Gather every line in the entries below that contains the string "step", and copy each one in full. Matching is case-sensitive.
-- -- --
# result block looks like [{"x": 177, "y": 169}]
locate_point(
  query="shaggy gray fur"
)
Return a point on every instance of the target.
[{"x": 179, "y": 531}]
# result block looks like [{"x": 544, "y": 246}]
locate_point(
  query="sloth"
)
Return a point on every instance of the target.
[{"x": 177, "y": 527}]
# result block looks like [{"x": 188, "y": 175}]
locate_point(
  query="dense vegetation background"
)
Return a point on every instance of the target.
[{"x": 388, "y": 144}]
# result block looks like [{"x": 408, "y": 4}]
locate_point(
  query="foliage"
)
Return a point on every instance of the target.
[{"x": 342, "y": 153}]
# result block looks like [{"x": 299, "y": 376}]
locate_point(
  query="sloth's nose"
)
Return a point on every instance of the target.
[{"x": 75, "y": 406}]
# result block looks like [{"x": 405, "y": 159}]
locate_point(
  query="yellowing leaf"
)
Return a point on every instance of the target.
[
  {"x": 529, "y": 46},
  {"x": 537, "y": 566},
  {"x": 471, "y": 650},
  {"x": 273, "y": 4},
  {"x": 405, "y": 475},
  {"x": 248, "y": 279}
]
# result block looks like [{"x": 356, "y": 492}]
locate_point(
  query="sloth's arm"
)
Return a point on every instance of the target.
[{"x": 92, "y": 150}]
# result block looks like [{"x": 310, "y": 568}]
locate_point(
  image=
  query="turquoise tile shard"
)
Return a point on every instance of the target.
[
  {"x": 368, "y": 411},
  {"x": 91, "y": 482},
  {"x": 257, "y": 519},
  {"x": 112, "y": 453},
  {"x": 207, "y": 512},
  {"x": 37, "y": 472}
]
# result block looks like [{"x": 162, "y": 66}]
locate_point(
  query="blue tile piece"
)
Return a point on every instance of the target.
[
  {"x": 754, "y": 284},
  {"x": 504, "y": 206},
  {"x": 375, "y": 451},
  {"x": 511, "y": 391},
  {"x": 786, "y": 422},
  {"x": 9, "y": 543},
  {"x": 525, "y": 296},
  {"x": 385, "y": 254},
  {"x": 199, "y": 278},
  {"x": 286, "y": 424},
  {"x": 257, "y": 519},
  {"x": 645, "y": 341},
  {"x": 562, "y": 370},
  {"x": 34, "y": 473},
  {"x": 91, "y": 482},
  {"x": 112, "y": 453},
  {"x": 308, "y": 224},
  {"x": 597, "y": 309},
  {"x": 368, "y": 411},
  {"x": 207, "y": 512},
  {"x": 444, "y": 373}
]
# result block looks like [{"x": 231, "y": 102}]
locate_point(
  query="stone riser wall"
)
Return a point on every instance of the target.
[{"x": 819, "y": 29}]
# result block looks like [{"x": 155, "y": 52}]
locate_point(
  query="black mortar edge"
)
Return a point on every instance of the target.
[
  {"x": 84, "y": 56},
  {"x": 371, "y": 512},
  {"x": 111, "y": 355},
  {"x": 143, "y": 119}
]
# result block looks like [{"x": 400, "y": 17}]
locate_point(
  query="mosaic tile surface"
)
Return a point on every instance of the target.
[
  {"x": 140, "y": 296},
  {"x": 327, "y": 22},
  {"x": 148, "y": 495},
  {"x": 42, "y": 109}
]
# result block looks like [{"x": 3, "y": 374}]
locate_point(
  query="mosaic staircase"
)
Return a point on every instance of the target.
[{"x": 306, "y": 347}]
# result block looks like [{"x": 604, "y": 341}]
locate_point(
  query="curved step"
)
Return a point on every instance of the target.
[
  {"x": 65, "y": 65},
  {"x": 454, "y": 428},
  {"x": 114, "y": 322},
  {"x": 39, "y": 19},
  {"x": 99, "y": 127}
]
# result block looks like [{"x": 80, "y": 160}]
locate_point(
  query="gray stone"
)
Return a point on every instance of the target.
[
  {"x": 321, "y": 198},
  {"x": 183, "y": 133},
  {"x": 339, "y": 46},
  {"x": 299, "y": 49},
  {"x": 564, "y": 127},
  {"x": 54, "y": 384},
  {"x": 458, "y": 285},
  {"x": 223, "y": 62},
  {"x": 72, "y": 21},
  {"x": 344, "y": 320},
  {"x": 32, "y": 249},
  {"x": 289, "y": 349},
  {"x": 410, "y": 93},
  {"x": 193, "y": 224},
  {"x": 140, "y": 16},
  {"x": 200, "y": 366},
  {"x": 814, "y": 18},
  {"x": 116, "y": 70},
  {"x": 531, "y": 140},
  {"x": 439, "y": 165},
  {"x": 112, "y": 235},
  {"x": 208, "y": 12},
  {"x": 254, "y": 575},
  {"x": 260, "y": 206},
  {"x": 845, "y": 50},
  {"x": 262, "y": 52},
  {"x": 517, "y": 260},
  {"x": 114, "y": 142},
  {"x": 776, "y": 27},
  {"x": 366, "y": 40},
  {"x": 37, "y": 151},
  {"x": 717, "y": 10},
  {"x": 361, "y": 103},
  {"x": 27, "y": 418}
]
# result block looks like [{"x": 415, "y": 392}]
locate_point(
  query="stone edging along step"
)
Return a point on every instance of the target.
-- -- --
• Response to the task
  query="curved step"
  query="stone edging along step"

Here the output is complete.